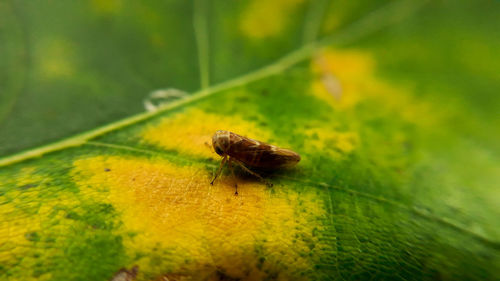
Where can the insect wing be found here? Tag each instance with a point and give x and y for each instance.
(262, 155)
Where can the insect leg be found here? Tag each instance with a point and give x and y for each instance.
(220, 169)
(230, 165)
(253, 173)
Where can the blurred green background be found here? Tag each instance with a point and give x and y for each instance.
(70, 66)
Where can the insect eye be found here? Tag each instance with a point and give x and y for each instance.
(219, 151)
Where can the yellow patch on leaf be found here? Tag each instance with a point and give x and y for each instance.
(263, 18)
(343, 78)
(190, 132)
(196, 227)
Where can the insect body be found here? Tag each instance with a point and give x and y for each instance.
(248, 152)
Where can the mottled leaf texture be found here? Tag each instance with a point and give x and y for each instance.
(392, 105)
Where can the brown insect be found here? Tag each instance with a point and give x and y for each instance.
(248, 152)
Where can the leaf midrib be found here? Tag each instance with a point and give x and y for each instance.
(371, 23)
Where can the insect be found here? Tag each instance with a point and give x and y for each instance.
(248, 152)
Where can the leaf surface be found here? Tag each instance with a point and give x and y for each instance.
(400, 163)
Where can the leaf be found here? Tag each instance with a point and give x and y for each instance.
(400, 164)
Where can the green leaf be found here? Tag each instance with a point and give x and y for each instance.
(392, 108)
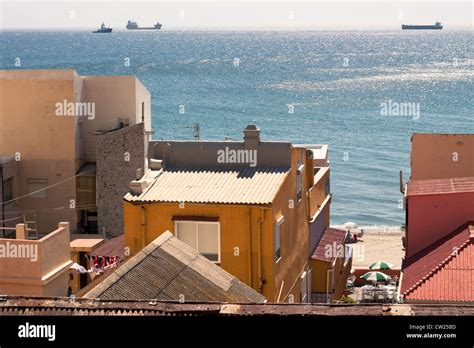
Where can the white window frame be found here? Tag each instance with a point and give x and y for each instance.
○ ○ ○ ○ ○ ○ ○
TASK TO CARRY OUT:
Could you set down, exactly as written, every line from the one with "Where can the mottled" to the end of the data, both ends included? Leave out the pictures.

OUTPUT FOR THIS EXERCISE:
Where can the mottled leaf texture be found here? Tag each instance with a point and give x and y for each instance.
(392, 105)
Where can the brown insect be found here? Tag each instance with a point and give x and y for each instance.
(248, 152)
Where can the leaf midrib be found here? Tag each instance with a point and give x and y for each instance.
(371, 23)
Where can the insect be found here? Tag each instance with a point and give x and y for each instance.
(248, 152)
Where can the leaf surface be found here? Tag each instance with a point and give x and y for each instance.
(400, 163)
Where can the leaf be found here? Tag each instance with a point and give x and y for each instance.
(400, 164)
Where can the green leaf be found here? Tag each instance with a point and give x and y for each instance.
(392, 108)
Where can the white window frame be found here? Tag each instance with a point and give x and y for each instance.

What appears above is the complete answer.